* SELECTED EXTRACT
Segment Open

Member of Parliament for Cheshire
- In office 1558–1558
- Preceded by: Sir Lawrence Smith
- Succeeded by: Sir William Brereton

Personal details
- Born: 5 November 1505 Leighton, Wirral
- Died: 10 December 1574 (aged 69)
- Resting place: St Mary's and St Helen's Church, Neston, Cheshire 53°17′21″N 3°03′51″W﻿ / ﻿53.2892°N 3.0643°W
- Spouses: Christian Calverley; Margaret Hurleston;
- Children: with Christian: William Hough; Thomas Hough; John Hough; Anthony Hough; Henry Hough;
- Parents: Thomas Hough; Catherine Grosvenor;

= Richard Hough (politician) =

English politician (1505–1574)

Richard Hough (5 November 1505 – 10 December 1574), of Leighton and Thornton Hough in the Wirral Hundred was an English landowner and politician. He was elected MP for Cheshire in 1558 under Mary I and after the accession of Elizabeth I was appointed a commissioner of the peace for Cheshire in 1562.

==Early life==
Hough was born at Leighton in the Wirral Hundred, the eldest son of Thomas Hough (died 1513) of Leighton and Thornton Hough and Catherine Grosvenor, daughter of Thomas Grosvenor of Eaton, Cheshire. He was six years old when his father died in June 1513, but nothing is known of his wardship, upbringing or education.

==Career==
He was in the service of Thomas Cromwell from around 1534 until 1540. In 1536 he appears more specifically as one of the Lord Privy Seal’s men, being then described as a "sage and sober person": he was not in regular service but was one of those to be allowed in the household only "when they have commandment or cause necessary to repair thither". Hough acted as Cromwell's agent in Chester, and in January 1538 he reminded the minister of a promise to make him rider of Delamere Forest in Cheshire. In 1540 he carried messages and letters to the council in Ireland.

After Cromwell's death, Hough served with his brother-in-law, Sir Hugh Calverley, in the Scottish campaign in 1544. His eldest son, William, married the late minister's illegitimate daughter, Jane. William Hough, a former pupil of Nicholas Sanders and a servant of Sir Francis Englefield, was the only member of his family of the Catholic faith.

Segment Closed

* WORK TASK
Transcribe the stretch of the Richard Hough biography from "Richard Hough (5" through "Cheshire in 1562.".

* DATA SECTION

Segment Open

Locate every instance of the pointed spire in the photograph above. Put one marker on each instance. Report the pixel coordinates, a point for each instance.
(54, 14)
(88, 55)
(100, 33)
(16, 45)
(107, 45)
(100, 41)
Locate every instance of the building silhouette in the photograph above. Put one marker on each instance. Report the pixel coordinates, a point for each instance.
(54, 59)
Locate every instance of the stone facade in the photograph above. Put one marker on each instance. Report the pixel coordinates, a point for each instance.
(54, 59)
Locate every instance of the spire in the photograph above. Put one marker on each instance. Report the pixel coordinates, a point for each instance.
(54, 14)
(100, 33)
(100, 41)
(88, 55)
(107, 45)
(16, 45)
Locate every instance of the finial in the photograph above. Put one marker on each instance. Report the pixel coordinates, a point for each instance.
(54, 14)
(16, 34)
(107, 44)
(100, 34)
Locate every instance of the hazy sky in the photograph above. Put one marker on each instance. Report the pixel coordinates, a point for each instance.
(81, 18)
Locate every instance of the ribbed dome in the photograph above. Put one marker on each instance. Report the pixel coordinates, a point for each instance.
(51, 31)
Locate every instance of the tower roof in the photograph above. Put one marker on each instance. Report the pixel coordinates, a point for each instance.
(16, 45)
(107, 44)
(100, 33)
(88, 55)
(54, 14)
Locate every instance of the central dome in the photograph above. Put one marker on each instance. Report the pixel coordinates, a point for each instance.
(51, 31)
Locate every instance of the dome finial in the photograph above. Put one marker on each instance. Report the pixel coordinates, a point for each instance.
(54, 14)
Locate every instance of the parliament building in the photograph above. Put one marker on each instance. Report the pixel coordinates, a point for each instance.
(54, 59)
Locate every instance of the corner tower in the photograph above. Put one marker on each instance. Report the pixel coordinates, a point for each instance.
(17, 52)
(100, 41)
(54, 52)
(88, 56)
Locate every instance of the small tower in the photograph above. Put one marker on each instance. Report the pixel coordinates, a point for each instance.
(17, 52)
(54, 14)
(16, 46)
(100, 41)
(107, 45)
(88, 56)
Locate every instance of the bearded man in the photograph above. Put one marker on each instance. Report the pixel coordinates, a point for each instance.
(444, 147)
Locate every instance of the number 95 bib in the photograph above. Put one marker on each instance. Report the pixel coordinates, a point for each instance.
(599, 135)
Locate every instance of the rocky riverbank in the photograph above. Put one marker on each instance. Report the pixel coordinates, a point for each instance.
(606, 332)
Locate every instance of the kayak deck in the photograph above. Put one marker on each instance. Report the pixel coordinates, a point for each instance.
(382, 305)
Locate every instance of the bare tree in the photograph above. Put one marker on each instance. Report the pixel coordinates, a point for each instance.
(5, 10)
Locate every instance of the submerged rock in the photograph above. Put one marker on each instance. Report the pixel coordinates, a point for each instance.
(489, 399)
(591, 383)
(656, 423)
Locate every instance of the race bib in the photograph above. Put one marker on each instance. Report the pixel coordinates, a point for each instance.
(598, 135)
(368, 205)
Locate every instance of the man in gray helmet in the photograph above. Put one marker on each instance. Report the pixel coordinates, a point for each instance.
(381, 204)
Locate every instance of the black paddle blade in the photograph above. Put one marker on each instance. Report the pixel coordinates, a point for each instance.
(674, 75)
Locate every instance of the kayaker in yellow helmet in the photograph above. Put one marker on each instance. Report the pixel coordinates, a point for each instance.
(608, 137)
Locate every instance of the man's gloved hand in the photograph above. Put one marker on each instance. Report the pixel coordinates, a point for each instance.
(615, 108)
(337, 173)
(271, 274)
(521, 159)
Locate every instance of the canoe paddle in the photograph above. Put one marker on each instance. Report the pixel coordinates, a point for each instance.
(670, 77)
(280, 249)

Segment Closed

* TASK ANSWER
Richard Hough (5 November 1505 – 10 December 1574), of Leighton and Thornton Hough in the Wirral Hundred was an English landowner and politician. He was elected MP for Cheshire in 1558 under Mary I and after the accession of Elizabeth I was appointed a commissioner of the peace for Cheshire in 1562.